Given text.
——————

Theory of Relativity (Part 01)

Most people know Albert Einstein and his very famous works relating to the Theory of Relativity, especially the equation:

\[E = mc^2\]

This equation is the foundation for numerous discoveries, including the development of nuclear bombs, the most destructive weapon ever created. For me, the equation holds a beauty akin to Euler’s equation $e^{i \pi} = -1$. The curiosity about how Einstein derived it motivates me to delve deeper into his theories of relativity, and it’s the very reason this series of notes is born.

The Theory of Relativity contains two sub-theories: Special Relativity and General Relativity, proposed by Einstein in 1905 and 1915 respectively. Following the historical order, the first notes in the series will focus on Special Relativity, with the two most important postulates:

1. The principle of relativity: The laws of physics take the same form in all inertial frames of reference.
2. The invariance of $c$: The speed of light in free space has the same value $c$ in all inertial frames of reference.

Based on the two postulates above, we can derive the first result in Special Relativity - the Lorentz transformation.

——————

Exercise data.
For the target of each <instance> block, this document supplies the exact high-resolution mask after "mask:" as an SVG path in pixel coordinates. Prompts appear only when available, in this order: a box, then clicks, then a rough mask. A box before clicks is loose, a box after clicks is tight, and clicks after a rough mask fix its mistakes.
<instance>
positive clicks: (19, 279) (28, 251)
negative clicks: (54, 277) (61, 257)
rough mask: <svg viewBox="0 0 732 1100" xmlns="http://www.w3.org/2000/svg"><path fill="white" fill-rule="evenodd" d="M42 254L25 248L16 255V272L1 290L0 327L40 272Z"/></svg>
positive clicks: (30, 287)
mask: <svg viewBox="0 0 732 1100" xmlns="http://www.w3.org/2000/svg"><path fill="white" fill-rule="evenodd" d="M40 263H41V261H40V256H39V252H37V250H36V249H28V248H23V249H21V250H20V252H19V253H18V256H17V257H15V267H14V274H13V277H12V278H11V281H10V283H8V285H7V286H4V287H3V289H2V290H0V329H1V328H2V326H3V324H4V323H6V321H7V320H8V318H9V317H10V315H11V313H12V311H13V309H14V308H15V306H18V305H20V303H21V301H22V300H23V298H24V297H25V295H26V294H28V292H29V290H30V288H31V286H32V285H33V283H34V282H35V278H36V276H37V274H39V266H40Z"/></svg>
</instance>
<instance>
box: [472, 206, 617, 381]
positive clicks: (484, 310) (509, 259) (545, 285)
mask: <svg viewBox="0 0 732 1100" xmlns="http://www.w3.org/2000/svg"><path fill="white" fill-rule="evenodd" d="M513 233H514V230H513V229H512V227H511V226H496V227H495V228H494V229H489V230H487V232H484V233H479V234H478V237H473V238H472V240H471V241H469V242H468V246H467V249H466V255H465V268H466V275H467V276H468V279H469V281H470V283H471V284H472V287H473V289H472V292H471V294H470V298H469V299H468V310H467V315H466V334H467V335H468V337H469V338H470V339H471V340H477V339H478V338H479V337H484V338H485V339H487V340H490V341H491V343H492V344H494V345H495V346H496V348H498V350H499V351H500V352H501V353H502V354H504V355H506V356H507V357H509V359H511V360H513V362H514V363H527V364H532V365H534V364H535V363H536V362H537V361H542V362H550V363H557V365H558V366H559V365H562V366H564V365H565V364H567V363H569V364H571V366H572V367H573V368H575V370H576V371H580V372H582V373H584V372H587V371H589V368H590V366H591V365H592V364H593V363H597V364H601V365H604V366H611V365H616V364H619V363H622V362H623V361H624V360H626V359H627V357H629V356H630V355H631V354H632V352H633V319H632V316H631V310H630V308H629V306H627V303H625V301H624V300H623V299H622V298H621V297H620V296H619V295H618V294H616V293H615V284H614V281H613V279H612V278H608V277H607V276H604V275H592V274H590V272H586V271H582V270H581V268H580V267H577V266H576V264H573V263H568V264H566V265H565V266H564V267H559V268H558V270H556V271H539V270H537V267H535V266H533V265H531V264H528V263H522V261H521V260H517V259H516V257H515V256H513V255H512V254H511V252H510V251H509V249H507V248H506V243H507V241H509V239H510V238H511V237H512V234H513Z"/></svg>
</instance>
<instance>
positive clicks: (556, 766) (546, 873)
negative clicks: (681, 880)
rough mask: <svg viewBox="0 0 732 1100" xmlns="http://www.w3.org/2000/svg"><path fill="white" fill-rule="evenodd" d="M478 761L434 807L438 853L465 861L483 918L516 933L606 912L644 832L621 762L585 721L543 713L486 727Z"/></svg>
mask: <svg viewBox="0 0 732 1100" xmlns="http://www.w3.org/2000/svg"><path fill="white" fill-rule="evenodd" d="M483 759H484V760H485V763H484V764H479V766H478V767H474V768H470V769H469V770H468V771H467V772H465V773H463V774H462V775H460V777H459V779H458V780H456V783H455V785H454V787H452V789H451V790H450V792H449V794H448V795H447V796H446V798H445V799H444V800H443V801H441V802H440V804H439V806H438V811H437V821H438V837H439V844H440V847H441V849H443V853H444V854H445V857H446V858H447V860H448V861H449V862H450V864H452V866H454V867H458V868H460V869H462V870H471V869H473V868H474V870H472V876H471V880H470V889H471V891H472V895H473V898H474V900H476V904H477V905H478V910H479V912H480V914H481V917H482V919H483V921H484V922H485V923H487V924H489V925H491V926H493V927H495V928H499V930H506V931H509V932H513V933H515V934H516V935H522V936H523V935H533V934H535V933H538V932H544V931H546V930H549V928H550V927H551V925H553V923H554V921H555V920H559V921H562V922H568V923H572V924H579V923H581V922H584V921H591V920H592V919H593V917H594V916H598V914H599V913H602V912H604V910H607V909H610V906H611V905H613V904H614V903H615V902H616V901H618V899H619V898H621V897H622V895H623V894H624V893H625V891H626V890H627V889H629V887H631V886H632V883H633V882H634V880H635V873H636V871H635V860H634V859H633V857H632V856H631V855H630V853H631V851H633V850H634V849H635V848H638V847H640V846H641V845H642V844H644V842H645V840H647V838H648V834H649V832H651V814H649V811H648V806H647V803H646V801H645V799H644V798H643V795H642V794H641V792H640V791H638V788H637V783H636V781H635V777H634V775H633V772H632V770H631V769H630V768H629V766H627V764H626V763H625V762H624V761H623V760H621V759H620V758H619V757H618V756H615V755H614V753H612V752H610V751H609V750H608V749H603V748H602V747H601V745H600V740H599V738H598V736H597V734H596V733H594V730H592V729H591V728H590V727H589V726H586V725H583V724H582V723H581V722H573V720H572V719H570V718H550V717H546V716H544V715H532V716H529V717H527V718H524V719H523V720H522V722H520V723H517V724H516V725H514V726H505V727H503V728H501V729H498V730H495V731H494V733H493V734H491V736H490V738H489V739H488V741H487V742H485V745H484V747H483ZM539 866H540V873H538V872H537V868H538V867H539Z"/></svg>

——————

Job item A. From the relativity notes, return the passage that starts with "The Theory of Relativity contains" and runs through "value $c$ in all inertial frames of reference.", copied word for word.
Job item B. Identify each line in the records that contains the string "positive", and copy those lines.

Solution A.
The Theory of Relativity contains two sub-theories: Special Relativity and General Relativity, proposed by Einstein in 1905 and 1915 respectively. Following the historical order, the first notes in the series will focus on Special Relativity, with the two most important postulates:

1. The principle of relativity: The laws of physics take the same form in all inertial frames of reference.
2. The invariance of $c$: The speed of light in free space has the same value $c$ in all inertial frames of reference.

Solution B.
positive clicks: (19, 279) (28, 251)
positive clicks: (30, 287)
positive clicks: (484, 310) (509, 259) (545, 285)
positive clicks: (556, 766) (546, 873)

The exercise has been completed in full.